--- START ---

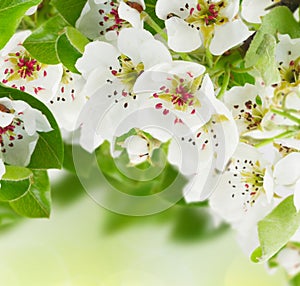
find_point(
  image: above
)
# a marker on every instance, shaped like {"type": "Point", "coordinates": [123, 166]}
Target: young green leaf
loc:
{"type": "Point", "coordinates": [150, 10]}
{"type": "Point", "coordinates": [281, 20]}
{"type": "Point", "coordinates": [42, 43]}
{"type": "Point", "coordinates": [48, 152]}
{"type": "Point", "coordinates": [11, 13]}
{"type": "Point", "coordinates": [70, 47]}
{"type": "Point", "coordinates": [266, 65]}
{"type": "Point", "coordinates": [276, 229]}
{"type": "Point", "coordinates": [138, 187]}
{"type": "Point", "coordinates": [69, 9]}
{"type": "Point", "coordinates": [36, 202]}
{"type": "Point", "coordinates": [15, 182]}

--- END ---

§ WHAT THE TASK ASKS: For this exercise, return the material word for word and drop each image.

§ SOLUTION:
find_point(
  image: above
)
# a marker on every instance, shaped like {"type": "Point", "coordinates": [123, 166]}
Target: young green leaf
loc:
{"type": "Point", "coordinates": [150, 10]}
{"type": "Point", "coordinates": [281, 20]}
{"type": "Point", "coordinates": [42, 43]}
{"type": "Point", "coordinates": [48, 152]}
{"type": "Point", "coordinates": [11, 13]}
{"type": "Point", "coordinates": [70, 47]}
{"type": "Point", "coordinates": [266, 65]}
{"type": "Point", "coordinates": [276, 229]}
{"type": "Point", "coordinates": [138, 187]}
{"type": "Point", "coordinates": [69, 9]}
{"type": "Point", "coordinates": [36, 202]}
{"type": "Point", "coordinates": [15, 182]}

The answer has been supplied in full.